* COMPITO 1:
Secondo l'omelia, in che cosa sta la differenza tra il buon Pastore e il pastore mercenario?
* COMPITO 2:
Riporta il passo dell'omelia che parte da "Omelia dl 25" e prosegue fino a "mercenario le abbandona.".

* TESTO DELLA PAGINA:
******************************

Omelia dl 25 aprile 2021. IV Domenica di Pasqua /B.

“Io sono il buon Pastore. Il buon Pastore dà la propria vita per le pecore”.

La differenza tra il buon Pastore e il pastore mercenario sta nell’appartenenza: il buon pastore è quello al quale le pecore appartengono; il pastore mercenario è quello al quale le pecore non appartengono. L’appartenenza fa sì che il buon pastore dia la vita per le pecore, mentre il mercenario le abbandona.

Noi apparteniamo a Gesù, innanzi tutto perché ci ha creati, e poi perché Gesù è Dio che, facendosi uomo nel seno di Maria Vergine, è divenuto nostro fratello: “il primogenito tra molti fratelli” (Rm 8,29).

Essendo nostro Fratello, Gesù ci “conosce”: ci conosce, non come noi possiamo conoscere un persona qualsiasi, ma ci conosce nel suo amore: “Io sono il buon pastore, conosco le mie pecore e le mie pecore conoscono me, così come il Padre conosce me  e io conosco il Padre”: Il Padre “conosce” Gesù perché è “il suo Figlio diletto” (Col 1,13); e Gesù “conosce” il Padre perché è “presso il Padre con quella gloria che aveva prima che il mondo fosse” (Cfr Gv 17, 5). Gesù ha portato un’analogia, un paragone, per farci intendere quanto è profonda la conoscenza d’amore che ha per noi; noi possiamo riferirci alla “conoscenza” dei genitori: la conoscenza di un padre e di una madre per il figli, non è soltanto una conoscenza intellettuale, ma è una conoscenza d’ amore, intuitiva, vitale.

******************************

* VOCI DEL DATASET:

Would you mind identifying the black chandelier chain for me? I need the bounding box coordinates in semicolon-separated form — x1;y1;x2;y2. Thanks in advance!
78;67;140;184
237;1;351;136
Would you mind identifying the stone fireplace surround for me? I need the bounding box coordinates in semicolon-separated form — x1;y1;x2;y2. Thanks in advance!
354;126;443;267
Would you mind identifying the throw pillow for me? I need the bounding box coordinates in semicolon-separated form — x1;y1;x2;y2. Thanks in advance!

******************************

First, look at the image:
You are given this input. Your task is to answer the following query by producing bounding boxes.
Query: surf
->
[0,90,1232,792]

******************************

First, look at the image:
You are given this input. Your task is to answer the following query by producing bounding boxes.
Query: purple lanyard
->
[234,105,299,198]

******************************

* SPAZIO RISPOSTA 1:
Nell'appartenenza: le pecore appartengono al buon pastore, mentre al mercenario non appartengono.

* SPAZIO RISPOSTA 2:
Omelia dl 25 aprile 2021. IV Domenica di Pasqua /B.

“Io sono il buon Pastore. Il buon Pastore dà la propria vita per le pecore”.

La differenza tra il buon Pastore e il pastore mercenario sta nell’appartenenza: il buon pastore è quello al quale le pecore appartengono; il pastore mercenario è quello al quale le pecore non appartengono. L’appartenenza fa sì che il buon pastore dia la vita per le pecore, mentre il mercenario le abbandona.